## [Task A]
Return the post's text from "I am trying" to "for all groups)", copied word for word.
## [Task B]
Name each variable declared in the data block of the Stan model in the post.

## [Extracted text]
----------

Improving identifiability of two latent rates

I am trying to implement the method of Campbell et al. 2020 to estimate Covid-19 infection rates (IR) and infection fatality rates (IFR) from observed positive tests and Covid-attributable deaths, accounting for preferential testing of infected individuals. As warned in the paper, I am encountering identifiability issues estimating IR and IFR. The authors suggest using strongly informative priors on the IFR between-group variance under the assumption that fatality rates should be quite similar between jurisdictions/time periods, which I have implemented in Stan as follows:

data {
  int<lower = 0> J;  // number of groups
  int<lower = 0> N;  // total population (same for all groups)
  int<lower = 0> T_all[J];  // total number of tests
  int<lower = 0> T_pos[J];  // number of positive tests
  int<lower = 0> D[J];  // number of covid deaths
parameters {
  // infection rate
  real<lower = 0> s_IR;  // IR between-group std deviation
  real mu_IR;
  vector<offset = mu_IR, multiplier = s_IR>[J] logit_IR;   // log-odds infection rate

  // infection fatality rate
  real<lower = 0> s_IFR;  // IFR between-group std deviation
  real mu_IFR;
  vector<offset = mu_IFR, multiplier = s_IFR>[J] logit_IFR;   // log-odds IFR
  vector[J] log_w;      // log of preferential testing ratio
transformed parameters{
  vector<lower = 0, upper = 1>[J] IR_pref;  // prob for preferential testing approx
  vector<lower = 0, upper = 1>[J] IFR_pop;  // marginalized over true infections
  vector<lower = 0>[J] w = exp(log_w);  // preferential testing ratio
                                                               // approximately an odds ratio for w close to 1
  vector<lower = 0, upper = 1>[J] IR = inv_logit(logit_IR);  // infection rate
  vector<lower = 0, upper = 1>[J] IFR = inv_logit(logit_IFR);  // infection fatality rate
  for(j in 1:J){
  IR_pref[j] = 1 - pow((1 - IR[j]), w[j]);  // prob for preferential testing approximation
  IFR_pop[j] = IR[j] * IFR[j];  // marginalize over true infections
  // likelihood
  T_pos ~ binomial(T_all, IR_pref);  // binomial approximation for preferential testing
  D ~ binomial(N, IFR_pop);  // deaths marginalizing over true infections
  logit_IR ~ normal(mu_IR, s_IR);  
  logit_IFR ~ normal(mu_IFR, s_IFR);
  mu_IR ~ normal(-2, 1);  //  < ~50% infection rate
  mu_IFR ~ normal(-3, 1);  // < ~30% fatality rate (still high)
  s_IR ~ normal(0, 1);
  s_IFR ~ normal(0, 0.01);  // assume IFR similar between groups
  log_w ~ normal(2, 1);  // greater weight on preference for positive cases
generated quantities{
  int<lower = 0> C[J];
  C = binomial_rng(N, IR);  // simulate true infection count

The number of positive tests under preferential testing should follow Fisher’s non-central hypergeometric distribution (I think), but I do not understand the probability math well enough to implement it as a custom distribution in Stan (although I would welcome help on that front). Instead I am using the binomial approximation suggested by the authors in my model while simulating test data from the FNC hypergeometric:

## simulate data

J <- 5  # number of groups (time periods)

----------

## [Supplied material]
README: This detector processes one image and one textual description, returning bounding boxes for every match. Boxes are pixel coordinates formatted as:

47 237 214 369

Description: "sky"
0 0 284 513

----------

## [Response box A]
I am trying to implement the method of Campbell et al. 2020 to estimate Covid-19 infection rates (IR) and infection fatality rates (IFR) from observed positive tests and Covid-attributable deaths, accounting for preferential testing of infected individuals. As warned in the paper, I am encountering identifiability issues estimating IR and IFR. The authors suggest using strongly informative priors on the IFR between-group variance under the assumption that fatality rates should be quite similar between jurisdictions/time periods, which I have implemented in Stan as follows:

data {
  int<lower = 0> J;  // number of groups
  int<lower = 0> N;  // total population (same for all groups)

## [Response box B]
J, N, T_all, T_pos, D